WHAT THE TASK ASKS:
Turn every line of the records below into a JSON list of strings, one string per line, with blank lines left out.

RECORDED DATA:
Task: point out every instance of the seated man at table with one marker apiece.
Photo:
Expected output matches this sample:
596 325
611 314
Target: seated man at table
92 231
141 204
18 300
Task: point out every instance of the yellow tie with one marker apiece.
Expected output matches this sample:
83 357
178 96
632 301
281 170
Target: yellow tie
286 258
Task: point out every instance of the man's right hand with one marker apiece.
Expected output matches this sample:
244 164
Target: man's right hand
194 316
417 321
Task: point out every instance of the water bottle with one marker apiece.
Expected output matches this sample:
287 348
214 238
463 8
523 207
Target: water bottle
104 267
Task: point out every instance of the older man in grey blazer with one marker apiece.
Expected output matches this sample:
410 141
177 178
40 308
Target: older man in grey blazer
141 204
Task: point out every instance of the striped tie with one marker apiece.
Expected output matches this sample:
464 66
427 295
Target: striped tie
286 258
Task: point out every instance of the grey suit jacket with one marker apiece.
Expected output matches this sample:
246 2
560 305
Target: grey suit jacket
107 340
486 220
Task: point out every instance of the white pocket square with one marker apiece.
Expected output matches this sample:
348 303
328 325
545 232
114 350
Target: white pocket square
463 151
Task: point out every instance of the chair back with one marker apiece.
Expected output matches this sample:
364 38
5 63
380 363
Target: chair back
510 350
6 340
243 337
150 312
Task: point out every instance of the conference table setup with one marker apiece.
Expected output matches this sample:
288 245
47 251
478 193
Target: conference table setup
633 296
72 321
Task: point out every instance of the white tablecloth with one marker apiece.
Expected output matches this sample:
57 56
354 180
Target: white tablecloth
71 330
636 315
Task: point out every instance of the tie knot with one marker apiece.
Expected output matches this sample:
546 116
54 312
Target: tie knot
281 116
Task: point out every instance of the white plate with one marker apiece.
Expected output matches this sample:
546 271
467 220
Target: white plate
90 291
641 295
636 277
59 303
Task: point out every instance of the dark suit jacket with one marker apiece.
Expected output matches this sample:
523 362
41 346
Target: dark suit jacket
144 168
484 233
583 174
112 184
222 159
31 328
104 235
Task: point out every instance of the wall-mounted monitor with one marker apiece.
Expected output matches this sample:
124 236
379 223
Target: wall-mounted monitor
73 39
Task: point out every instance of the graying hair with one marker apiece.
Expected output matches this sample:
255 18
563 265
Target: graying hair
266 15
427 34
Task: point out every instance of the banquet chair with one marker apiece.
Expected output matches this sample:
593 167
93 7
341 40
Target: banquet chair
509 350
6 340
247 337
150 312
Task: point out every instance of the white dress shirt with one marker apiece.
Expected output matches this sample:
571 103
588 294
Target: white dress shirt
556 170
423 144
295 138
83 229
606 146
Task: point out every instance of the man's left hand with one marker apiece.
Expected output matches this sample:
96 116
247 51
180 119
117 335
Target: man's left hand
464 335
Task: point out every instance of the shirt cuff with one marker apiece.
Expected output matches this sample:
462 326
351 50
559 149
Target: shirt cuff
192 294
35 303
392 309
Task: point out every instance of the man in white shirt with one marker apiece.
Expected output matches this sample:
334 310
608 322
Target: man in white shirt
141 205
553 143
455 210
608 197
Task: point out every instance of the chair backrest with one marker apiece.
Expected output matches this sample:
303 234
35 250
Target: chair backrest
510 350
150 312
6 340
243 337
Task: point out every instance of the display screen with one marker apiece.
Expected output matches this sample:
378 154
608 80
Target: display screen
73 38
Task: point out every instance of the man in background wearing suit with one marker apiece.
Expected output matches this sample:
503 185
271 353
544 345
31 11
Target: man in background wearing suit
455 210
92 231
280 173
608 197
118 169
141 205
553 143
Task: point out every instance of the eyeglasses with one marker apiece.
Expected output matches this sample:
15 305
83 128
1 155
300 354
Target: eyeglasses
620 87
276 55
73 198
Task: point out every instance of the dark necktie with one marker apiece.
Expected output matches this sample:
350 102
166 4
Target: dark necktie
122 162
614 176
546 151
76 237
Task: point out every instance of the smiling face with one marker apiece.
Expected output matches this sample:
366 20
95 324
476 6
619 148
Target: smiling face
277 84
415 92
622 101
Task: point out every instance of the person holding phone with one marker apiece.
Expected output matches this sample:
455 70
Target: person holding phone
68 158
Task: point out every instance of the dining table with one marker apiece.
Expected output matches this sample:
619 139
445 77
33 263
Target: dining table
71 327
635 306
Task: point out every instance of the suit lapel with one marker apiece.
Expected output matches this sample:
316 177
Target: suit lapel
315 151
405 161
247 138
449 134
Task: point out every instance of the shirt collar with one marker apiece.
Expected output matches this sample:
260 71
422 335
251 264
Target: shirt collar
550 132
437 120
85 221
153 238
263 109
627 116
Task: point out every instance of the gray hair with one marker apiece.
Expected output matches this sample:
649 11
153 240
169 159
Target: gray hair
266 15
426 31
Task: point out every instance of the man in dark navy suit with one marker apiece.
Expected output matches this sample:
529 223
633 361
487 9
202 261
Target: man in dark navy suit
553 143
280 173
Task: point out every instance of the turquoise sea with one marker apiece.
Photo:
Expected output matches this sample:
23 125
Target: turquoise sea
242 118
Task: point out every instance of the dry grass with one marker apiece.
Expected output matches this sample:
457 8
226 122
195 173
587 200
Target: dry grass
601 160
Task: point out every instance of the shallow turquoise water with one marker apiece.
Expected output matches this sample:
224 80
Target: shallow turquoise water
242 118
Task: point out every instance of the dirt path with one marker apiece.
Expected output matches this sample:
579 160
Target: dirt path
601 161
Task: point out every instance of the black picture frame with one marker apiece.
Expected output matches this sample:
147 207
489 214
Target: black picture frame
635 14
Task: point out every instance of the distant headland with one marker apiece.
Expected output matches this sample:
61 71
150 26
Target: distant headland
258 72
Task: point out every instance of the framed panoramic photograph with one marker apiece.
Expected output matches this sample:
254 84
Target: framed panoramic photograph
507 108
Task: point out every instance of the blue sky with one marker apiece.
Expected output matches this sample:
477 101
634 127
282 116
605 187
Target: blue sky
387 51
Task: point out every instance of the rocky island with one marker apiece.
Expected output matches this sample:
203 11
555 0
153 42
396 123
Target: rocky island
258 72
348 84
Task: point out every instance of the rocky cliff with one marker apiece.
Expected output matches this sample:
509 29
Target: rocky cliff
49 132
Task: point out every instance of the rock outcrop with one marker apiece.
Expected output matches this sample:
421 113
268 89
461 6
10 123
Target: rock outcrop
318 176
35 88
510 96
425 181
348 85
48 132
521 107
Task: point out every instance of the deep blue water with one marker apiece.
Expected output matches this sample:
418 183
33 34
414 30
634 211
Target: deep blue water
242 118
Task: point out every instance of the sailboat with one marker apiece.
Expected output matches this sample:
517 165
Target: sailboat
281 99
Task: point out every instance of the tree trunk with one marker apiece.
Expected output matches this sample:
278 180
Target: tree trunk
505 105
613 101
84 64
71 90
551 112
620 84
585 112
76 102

FINAL ANSWER:
[
  "Task: point out every instance of the seated man at table with one marker apiece.",
  "Photo:",
  "Expected output matches this sample:",
  "596 325",
  "611 314",
  "Target: seated man at table",
  "92 231",
  "141 204",
  "18 300",
  "Task: point out every instance of the yellow tie with one marker apiece.",
  "Expected output matches this sample:",
  "83 357",
  "178 96",
  "632 301",
  "281 170",
  "Target: yellow tie",
  "286 258",
  "Task: point out every instance of the man's right hand with one marker apiece.",
  "Expected output matches this sample:",
  "244 164",
  "Target: man's right hand",
  "194 316",
  "417 321",
  "Task: point out every instance of the water bottle with one marker apiece.",
  "Expected output matches this sample:",
  "287 348",
  "214 238",
  "463 8",
  "523 207",
  "Target: water bottle",
  "104 267",
  "Task: point out every instance of the older man in grey blazer with one marker apiece.",
  "Expected output matches this sample:",
  "410 141",
  "177 178",
  "40 308",
  "Target: older man in grey blazer",
  "141 204",
  "Task: point out every instance of the striped tie with one marker apiece.",
  "Expected output matches this sample:",
  "464 66",
  "427 295",
  "Target: striped tie",
  "286 258",
  "Task: point out every instance of the grey suit jacket with one marker apiece.",
  "Expected output matches this sample:",
  "246 2",
  "560 305",
  "Target: grey suit jacket",
  "107 340",
  "486 220",
  "Task: point out every instance of the white pocket square with one marker apiece.",
  "Expected output matches this sample:",
  "348 303",
  "328 325",
  "545 232",
  "114 350",
  "Target: white pocket square",
  "463 151",
  "Task: point out every instance of the chair back with one marker apiece.",
  "Expected output matches this sample:",
  "364 38",
  "5 63",
  "380 363",
  "Target: chair back",
  "510 350",
  "6 340",
  "243 337",
  "150 312",
  "Task: point out every instance of the conference table setup with one marker apiece.",
  "Expected output matches this sample:",
  "288 245",
  "47 251",
  "478 193",
  "Target: conference table setup",
  "633 296",
  "72 321",
  "Task: point out every instance of the white tablecloth with one marker apiece.",
  "Expected output matches this sample:",
  "57 56",
  "354 180",
  "Target: white tablecloth",
  "71 330",
  "636 315",
  "Task: point out every instance of the tie knot with one marker apiece.",
  "Expected output matches this sample:",
  "546 116",
  "54 312",
  "Target: tie knot",
  "281 116",
  "Task: point out every instance of the white plate with one marker apiece.",
  "Expected output matches this sample:",
  "546 271",
  "467 220",
  "Target: white plate",
  "90 291",
  "641 295",
  "636 277",
  "59 303",
  "Task: point out every instance of the dark suit jacket with one marker apiece.",
  "Expected output matches this sample:",
  "523 362",
  "41 346",
  "Target: dark suit jacket",
  "144 168",
  "484 233",
  "583 174",
  "112 184",
  "222 159",
  "31 328",
  "104 235",
  "Task: point out every instance of the wall-mounted monitor with one marker apiece.",
  "Expected output matches this sample:",
  "124 236",
  "379 223",
  "Target: wall-mounted monitor",
  "73 39",
  "Task: point out every instance of the graying hair with one marker apiece.",
  "Expected output matches this sample:",
  "255 18",
  "563 265",
  "Target: graying hair",
  "266 15",
  "427 34",
  "Task: point out every instance of the banquet chair with one marker apiece.",
  "Expected output matches this sample:",
  "593 167",
  "93 7",
  "341 40",
  "Target: banquet chair",
  "509 350",
  "6 340",
  "247 337",
  "150 312",
  "Task: point out every instance of the white dress shirt with one marker apiece.",
  "Expected output matches this sample:",
  "571 103",
  "588 294",
  "Target: white dress shirt",
  "556 170",
  "423 144",
  "295 138",
  "83 229",
  "606 146",
  "Task: point out every instance of the man's left hand with one marker apiece.",
  "Expected output matches this sample:",
  "96 116",
  "247 51",
  "180 119",
  "117 335",
  "Target: man's left hand",
  "464 335",
  "Task: point out every instance of the shirt cuff with one marker apiece.",
  "Expected output matches this sample:",
  "462 326",
  "351 50",
  "559 149",
  "Target: shirt cuff",
  "192 294",
  "35 303",
  "392 309",
  "Task: point out every instance of the man in white shirt with one marker apiece.",
  "Expected output matches this sample:",
  "334 310",
  "608 322",
  "Target: man in white shirt",
  "141 205",
  "553 143",
  "455 210",
  "608 197",
  "Task: point out every instance of the chair backrest with one marker apiece.",
  "Expected output matches this sample:",
  "303 234",
  "35 250",
  "Target: chair backrest",
  "510 350",
  "150 312",
  "6 340",
  "243 337",
  "Task: point out every instance of the display screen with one marker apiece.",
  "Expected output matches this sample:",
  "378 154",
  "608 80",
  "Target: display screen",
  "73 38",
  "Task: point out every instance of the man in background wearing suit with one marker apiece.",
  "Expected output matches this sample:",
  "503 185",
  "271 353",
  "544 345",
  "31 11",
  "Target: man in background wearing suit",
  "455 210",
  "92 231",
  "280 173",
  "608 197",
  "118 169",
  "141 205",
  "553 143",
  "Task: point out every instance of the eyeglasses with one marker apiece.",
  "Expected output matches this sample:",
  "15 305",
  "83 128",
  "1 155",
  "300 354",
  "Target: eyeglasses",
  "620 87",
  "276 55",
  "73 198",
  "Task: point out every instance of the dark necktie with one marker apiece.",
  "Expected output matches this sample:",
  "350 102",
  "166 4",
  "Target: dark necktie",
  "122 162",
  "614 176",
  "546 151",
  "76 237",
  "Task: point out every instance of the smiling face with one marker apiece.",
  "Expected output matches this sample:",
  "366 20",
  "95 324",
  "476 6",
  "619 148",
  "Target: smiling face",
  "277 84",
  "415 92",
  "622 101",
  "Task: point out every instance of the person holding phone with one marker apiece.",
  "Expected output matches this sample:",
  "455 70",
  "Target: person holding phone",
  "68 158",
  "Task: point out every instance of the dining table with one marker apiece.",
  "Expected output matches this sample:",
  "619 139",
  "445 77",
  "33 263",
  "Target: dining table",
  "71 327",
  "635 306",
  "Task: point out every instance of the suit lapel with one marker apiece.",
  "Expected output matches this sample:",
  "316 177",
  "Target: suit lapel",
  "315 151",
  "405 161",
  "247 138",
  "449 134",
  "Task: point out every instance of the shirt collar with one marker apiece.",
  "Expected output matches this sample:",
  "260 71",
  "422 335",
  "251 264",
  "Target: shirt collar",
  "550 132",
  "437 120",
  "85 221",
  "153 238",
  "263 109",
  "627 116",
  "Task: point out every instance of the gray hair with one marker apiece.",
  "Expected output matches this sample:",
  "649 11",
  "153 240",
  "169 159",
  "Target: gray hair",
  "266 15",
  "426 31",
  "Task: point out every instance of the man in dark navy suit with one marker apiece.",
  "Expected output matches this sample:",
  "529 223",
  "633 361",
  "487 9",
  "202 261",
  "Target: man in dark navy suit",
  "553 143",
  "280 173",
  "Task: point out every instance of the turquoise sea with one marker apiece.",
  "Photo:",
  "Expected output matches this sample:",
  "23 125",
  "Target: turquoise sea",
  "242 118",
  "Task: point out every instance of the dry grass with one marker apiece.",
  "Expected output matches this sample:",
  "457 8",
  "226 122",
  "195 173",
  "587 200",
  "Target: dry grass",
  "601 160",
  "Task: point out every instance of the shallow turquoise water with one marker apiece.",
  "Expected output matches this sample:",
  "224 80",
  "Target: shallow turquoise water",
  "242 118",
  "Task: point out every instance of the dirt path with one marker apiece.",
  "Expected output matches this sample:",
  "579 160",
  "Target: dirt path",
  "601 161",
  "Task: point out every instance of the black picture frame with one marker apiece.",
  "Expected output matches this sample:",
  "147 207",
  "489 214",
  "Target: black picture frame",
  "635 14",
  "Task: point out every instance of the distant headland with one marker apiece.",
  "Expected output matches this sample:",
  "61 71",
  "150 26",
  "Target: distant headland",
  "258 72",
  "Task: point out every instance of the framed panoramic photograph with one marker apiece.",
  "Expected output matches this sample:",
  "254 84",
  "Target: framed panoramic photograph",
  "507 108",
  "Task: point out every instance of the blue sky with one marker apiece.",
  "Expected output matches this sample:",
  "477 101",
  "634 127",
  "282 116",
  "605 187",
  "Target: blue sky",
  "387 51",
  "Task: point out every instance of the rocky island with one marker apiece.",
  "Expected output matches this sample:",
  "203 11",
  "555 0",
  "153 42",
  "396 123",
  "Target: rocky island",
  "258 72",
  "348 84",
  "Task: point out every instance of the rocky cliff with one marker apiece.",
  "Expected output matches this sample:",
  "509 29",
  "Target: rocky cliff",
  "49 132",
  "Task: point out every instance of the rock outcrop with one marker apiece.",
  "Expected output matches this sample:",
  "421 113",
  "268 89",
  "461 6",
  "10 123",
  "Target: rock outcrop",
  "318 176",
  "35 88",
  "510 96",
  "425 181",
  "348 85",
  "48 132",
  "521 107",
  "Task: point out every instance of the deep blue water with one marker apiece.",
  "Expected output matches this sample:",
  "418 183",
  "33 34",
  "414 30",
  "634 211",
  "Target: deep blue water",
  "242 118",
  "Task: point out every instance of the sailboat with one marker apiece.",
  "Expected output matches this sample:",
  "517 165",
  "Target: sailboat",
  "281 99",
  "Task: point out every instance of the tree trunk with one marker apiece.",
  "Expected output matches this sample:",
  "278 180",
  "Target: tree trunk",
  "505 105",
  "613 101",
  "84 64",
  "71 90",
  "551 112",
  "620 84",
  "585 112",
  "76 102"
]